Logistic regression used to estimate the probability (or risk) of a particular outcome, given the value(s) of the independent variable, assumes a linear relationship with the logit of the outcome (natural logarithm of odds). The logistic regression model is initially defined as the probability of a two-level result of interest. In the model, the probability of the event of interest is expressed, as the ratio of the probability of the event to the probability of its not happening. The logistic regression model takes the natural logarithm of the probabilities as a regression function of the estimators. If there is only one predictor in the model, it takes the form "ln[odds(Y=1)]=Β₀+Β₁X". Herein, "Y" is the outcome variable and "Y" takes the value "1" when the event occurs and "0" when the event does not occur. "0" is also the cut-off term and represents the regression coefficient representing the change in the logarithm of the probabilities of the event with a 1-unit change in "X". It is also possible to extend the model to the form containing more than one predictor, in which case the model becomes "ln[odds(Y=1)]=Β₀ +Β₁X₁+Β₂X₂+...+Β_kX_k". This equation is the general form of logistic regression and "k" is the number of predictors. The selection of predictors can be only achieved by a careful review of the literature in relation to the outcome to ensure that the full range of potential predictors is included.[8] The main goal of logistic regression is to estimate the "k+1" unknown parameters "Β" in the equation. It is possible to estimate the "Βs" coefficients in the model using the maximum likelihood or weighted least square methods. The fact that these coefficients, which show the relationship between "X_s" and logit of "Y", take a value greater than "0" indicates an increase in logit of "Y"; a value less than "0" indicates a decrease in the logit of "Y" and a value of "0" indicates that there is no linear relationship between logit of "Y" and "X_s".

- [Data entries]
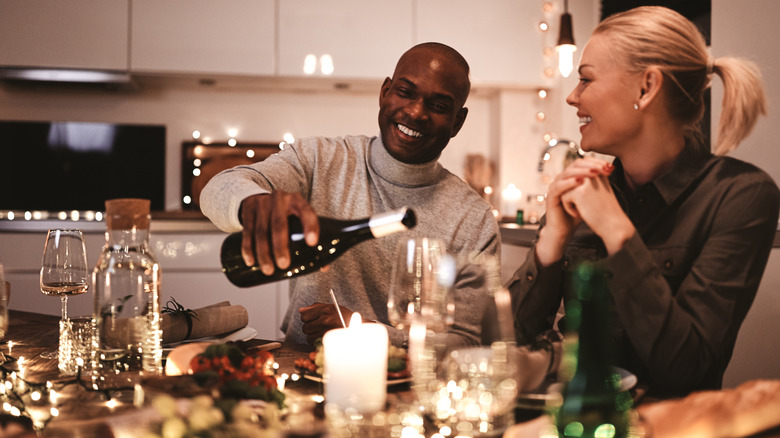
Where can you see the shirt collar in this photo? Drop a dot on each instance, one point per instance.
(399, 173)
(678, 177)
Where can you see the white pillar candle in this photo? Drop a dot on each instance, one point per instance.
(355, 371)
(510, 200)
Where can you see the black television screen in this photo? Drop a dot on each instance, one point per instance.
(63, 166)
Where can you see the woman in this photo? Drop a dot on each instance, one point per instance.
(683, 235)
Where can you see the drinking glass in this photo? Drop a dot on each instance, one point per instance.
(421, 283)
(469, 389)
(64, 268)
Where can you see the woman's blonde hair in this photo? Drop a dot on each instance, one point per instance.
(657, 36)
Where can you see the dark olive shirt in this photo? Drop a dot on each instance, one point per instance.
(682, 285)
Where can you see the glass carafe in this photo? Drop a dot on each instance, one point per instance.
(126, 310)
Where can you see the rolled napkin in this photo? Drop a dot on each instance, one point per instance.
(748, 409)
(212, 320)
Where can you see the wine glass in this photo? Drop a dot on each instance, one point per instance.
(421, 284)
(64, 269)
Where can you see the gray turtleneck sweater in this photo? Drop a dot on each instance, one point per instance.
(355, 177)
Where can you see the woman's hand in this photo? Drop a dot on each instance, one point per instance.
(562, 217)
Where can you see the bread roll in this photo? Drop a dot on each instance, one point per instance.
(750, 408)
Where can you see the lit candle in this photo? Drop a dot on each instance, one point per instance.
(355, 372)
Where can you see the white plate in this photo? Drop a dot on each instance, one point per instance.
(390, 382)
(243, 334)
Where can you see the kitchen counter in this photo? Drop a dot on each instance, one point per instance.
(162, 222)
(524, 235)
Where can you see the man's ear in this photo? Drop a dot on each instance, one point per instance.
(650, 84)
(385, 88)
(459, 119)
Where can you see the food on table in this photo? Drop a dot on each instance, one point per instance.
(238, 373)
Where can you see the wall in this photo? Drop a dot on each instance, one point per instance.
(750, 32)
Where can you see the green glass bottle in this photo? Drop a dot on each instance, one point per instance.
(593, 404)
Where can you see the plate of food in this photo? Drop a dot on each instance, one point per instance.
(243, 334)
(311, 367)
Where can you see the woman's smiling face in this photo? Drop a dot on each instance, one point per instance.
(605, 98)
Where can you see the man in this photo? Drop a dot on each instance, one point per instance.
(420, 108)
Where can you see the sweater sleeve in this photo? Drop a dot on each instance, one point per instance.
(221, 197)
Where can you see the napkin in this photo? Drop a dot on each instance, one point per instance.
(752, 407)
(212, 320)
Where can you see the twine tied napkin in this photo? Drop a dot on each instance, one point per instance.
(213, 320)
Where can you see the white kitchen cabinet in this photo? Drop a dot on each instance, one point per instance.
(203, 36)
(84, 34)
(500, 39)
(364, 38)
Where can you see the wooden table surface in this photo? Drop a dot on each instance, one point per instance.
(87, 413)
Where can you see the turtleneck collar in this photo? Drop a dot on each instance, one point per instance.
(399, 173)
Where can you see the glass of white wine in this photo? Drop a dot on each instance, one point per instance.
(417, 286)
(64, 269)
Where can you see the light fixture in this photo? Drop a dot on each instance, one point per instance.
(65, 75)
(566, 45)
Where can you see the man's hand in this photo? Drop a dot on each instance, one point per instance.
(266, 234)
(320, 317)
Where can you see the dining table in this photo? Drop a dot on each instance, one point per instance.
(85, 412)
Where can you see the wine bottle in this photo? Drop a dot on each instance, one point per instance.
(336, 237)
(593, 404)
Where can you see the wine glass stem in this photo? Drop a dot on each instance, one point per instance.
(64, 307)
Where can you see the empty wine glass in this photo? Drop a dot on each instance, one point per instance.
(64, 269)
(421, 284)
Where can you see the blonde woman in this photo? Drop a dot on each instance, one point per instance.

- [What to produce]
According to the logistic regression passage, why should predictors be selected through a careful review of the literature on the outcome?

- [Result of the task]
A careful review of the literature on the outcome ensures that the full range of potential predictors is included in the model.